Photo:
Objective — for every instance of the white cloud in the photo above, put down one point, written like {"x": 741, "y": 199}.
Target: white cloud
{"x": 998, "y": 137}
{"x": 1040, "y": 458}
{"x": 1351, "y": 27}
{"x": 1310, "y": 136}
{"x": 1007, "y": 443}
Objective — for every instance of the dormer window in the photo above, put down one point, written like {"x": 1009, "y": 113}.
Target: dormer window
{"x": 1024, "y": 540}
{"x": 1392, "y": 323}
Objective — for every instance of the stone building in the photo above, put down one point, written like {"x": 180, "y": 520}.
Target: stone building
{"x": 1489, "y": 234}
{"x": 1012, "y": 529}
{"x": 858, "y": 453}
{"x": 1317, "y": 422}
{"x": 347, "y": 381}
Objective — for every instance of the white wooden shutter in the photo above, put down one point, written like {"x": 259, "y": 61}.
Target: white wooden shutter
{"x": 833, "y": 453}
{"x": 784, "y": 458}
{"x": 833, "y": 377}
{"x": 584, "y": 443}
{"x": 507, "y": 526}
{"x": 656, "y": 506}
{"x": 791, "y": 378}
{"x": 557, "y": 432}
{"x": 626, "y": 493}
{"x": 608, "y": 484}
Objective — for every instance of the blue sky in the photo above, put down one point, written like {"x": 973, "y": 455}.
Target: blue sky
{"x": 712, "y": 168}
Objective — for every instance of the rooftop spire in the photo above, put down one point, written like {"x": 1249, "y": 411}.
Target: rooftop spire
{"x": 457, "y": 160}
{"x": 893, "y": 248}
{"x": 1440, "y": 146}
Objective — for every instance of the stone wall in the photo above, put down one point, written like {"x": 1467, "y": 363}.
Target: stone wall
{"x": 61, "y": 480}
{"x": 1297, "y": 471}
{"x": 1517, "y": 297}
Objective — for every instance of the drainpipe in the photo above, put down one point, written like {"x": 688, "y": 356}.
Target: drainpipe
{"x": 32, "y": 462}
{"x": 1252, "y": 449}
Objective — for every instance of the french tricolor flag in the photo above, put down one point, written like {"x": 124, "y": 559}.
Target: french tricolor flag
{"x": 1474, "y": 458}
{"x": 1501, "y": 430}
######
## Short task:
Copy the records starting at the line containing "Objective — for every instance of the dormer" and ending at the end of the records, replacing each occurrence of "stone" with "brick" and leaving everything else unchanged.

## Task answer:
Objective — for every instance of the dormer window in the photo above, put down one point, written like {"x": 1009, "y": 113}.
Target: dormer window
{"x": 1024, "y": 540}
{"x": 1392, "y": 323}
Objective — for every instance of the brick building in the photo above, put down one point, written like {"x": 180, "y": 520}.
Target: brick building
{"x": 1489, "y": 234}
{"x": 1012, "y": 529}
{"x": 858, "y": 453}
{"x": 1317, "y": 422}
{"x": 347, "y": 381}
Objective — for every instance of the white wooden shutter in the photo above, put down one point, written like {"x": 259, "y": 61}.
Target: white wooden shutter
{"x": 833, "y": 453}
{"x": 784, "y": 458}
{"x": 833, "y": 377}
{"x": 584, "y": 443}
{"x": 507, "y": 526}
{"x": 656, "y": 506}
{"x": 791, "y": 378}
{"x": 557, "y": 432}
{"x": 626, "y": 493}
{"x": 608, "y": 484}
Objective — for every instance of the blue sky in the photo above, put down one point, written like {"x": 973, "y": 455}.
Target: blue sky
{"x": 712, "y": 168}
Objective — for every instance of the rooftop spire in the photo above, put down one point, written like {"x": 1249, "y": 411}.
Target: rooftop spire
{"x": 457, "y": 160}
{"x": 893, "y": 248}
{"x": 1440, "y": 146}
Objective — for every instance of the brick wall in the photo above, put down one point, written like {"x": 1467, "y": 363}.
Target: brick wall
{"x": 61, "y": 480}
{"x": 1297, "y": 471}
{"x": 1517, "y": 297}
Objective — for every instance of the drainpipe in the photo above, put down one point, written like {"x": 688, "y": 356}.
Target: drainpipe
{"x": 32, "y": 462}
{"x": 1252, "y": 449}
Objective — for every instance of the french tricolor flag in the photo above, put down one point, written like {"x": 124, "y": 559}.
Target: french tricolor flag
{"x": 1474, "y": 458}
{"x": 1501, "y": 430}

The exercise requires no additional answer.